WHAT THE TASK ASKS
Scan the data below for the string "white". Copy every line where it appears.

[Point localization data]
'''
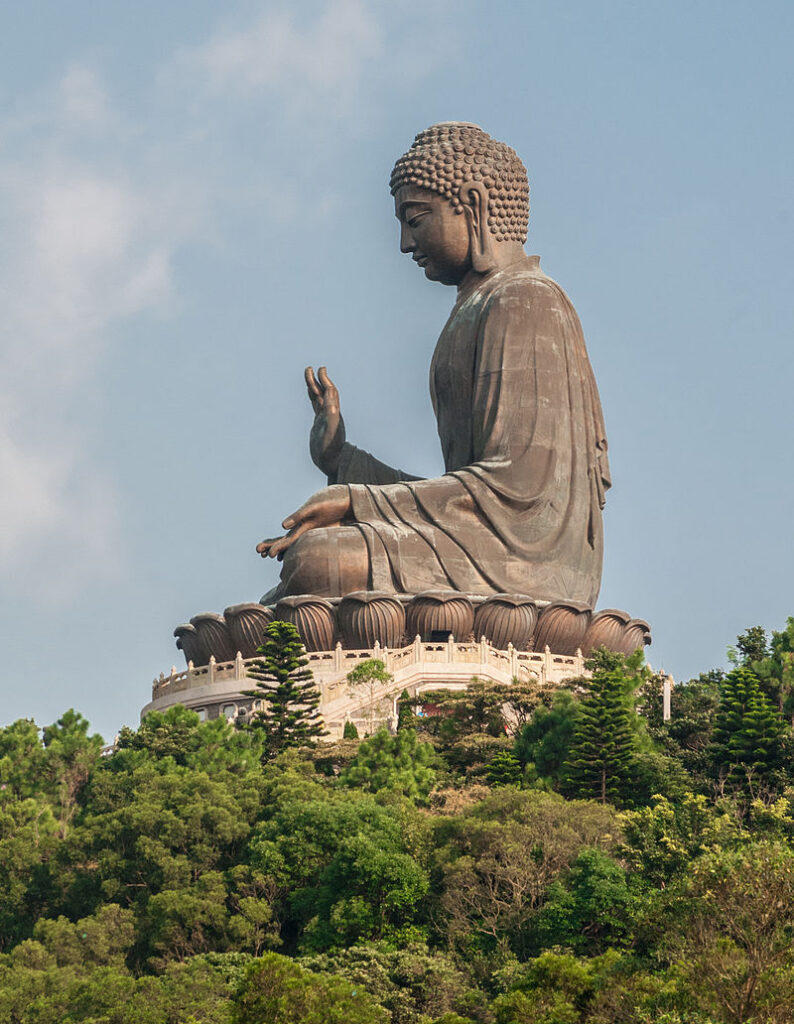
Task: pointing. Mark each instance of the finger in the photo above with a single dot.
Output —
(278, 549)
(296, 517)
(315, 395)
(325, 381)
'''
'''
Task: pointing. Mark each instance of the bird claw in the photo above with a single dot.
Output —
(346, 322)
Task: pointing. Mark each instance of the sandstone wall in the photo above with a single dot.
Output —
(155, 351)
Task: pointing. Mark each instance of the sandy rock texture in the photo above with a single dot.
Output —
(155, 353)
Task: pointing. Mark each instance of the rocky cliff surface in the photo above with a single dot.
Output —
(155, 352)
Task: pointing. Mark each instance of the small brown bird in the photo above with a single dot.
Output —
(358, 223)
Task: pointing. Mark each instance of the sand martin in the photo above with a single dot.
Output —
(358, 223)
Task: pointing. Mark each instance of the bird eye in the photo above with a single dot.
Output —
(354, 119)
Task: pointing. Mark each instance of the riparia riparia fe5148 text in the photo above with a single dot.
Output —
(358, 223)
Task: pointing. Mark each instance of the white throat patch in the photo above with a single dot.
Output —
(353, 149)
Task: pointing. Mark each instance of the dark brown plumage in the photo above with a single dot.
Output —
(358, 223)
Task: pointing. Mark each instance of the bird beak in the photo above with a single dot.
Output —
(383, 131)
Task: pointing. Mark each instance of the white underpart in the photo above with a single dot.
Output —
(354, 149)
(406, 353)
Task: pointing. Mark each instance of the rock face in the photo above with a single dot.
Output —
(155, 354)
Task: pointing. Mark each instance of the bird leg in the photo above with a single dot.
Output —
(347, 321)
'''
'''
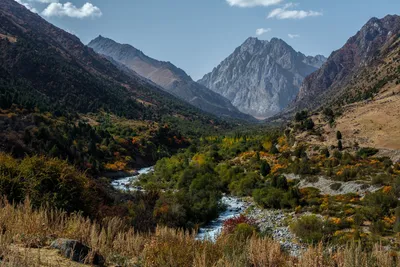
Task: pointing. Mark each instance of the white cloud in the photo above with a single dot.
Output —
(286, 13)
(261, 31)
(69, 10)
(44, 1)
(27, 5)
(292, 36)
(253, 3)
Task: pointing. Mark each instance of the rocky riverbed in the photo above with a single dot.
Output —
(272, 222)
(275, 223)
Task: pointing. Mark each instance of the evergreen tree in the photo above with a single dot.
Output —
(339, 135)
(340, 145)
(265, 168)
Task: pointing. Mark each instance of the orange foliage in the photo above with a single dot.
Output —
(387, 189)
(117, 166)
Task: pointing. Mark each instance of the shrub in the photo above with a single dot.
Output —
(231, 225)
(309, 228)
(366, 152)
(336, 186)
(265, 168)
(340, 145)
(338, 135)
'''
COMPLETED EXERCISE
Task: pointing. Mark each instance of the white throat patch in the photo above with a single dot.
Task: pointing. Mark each instance of the white underpart in the photo above with a single dot.
Task: pointing. Mark each instance of the white cloud in the photo above with a single dot.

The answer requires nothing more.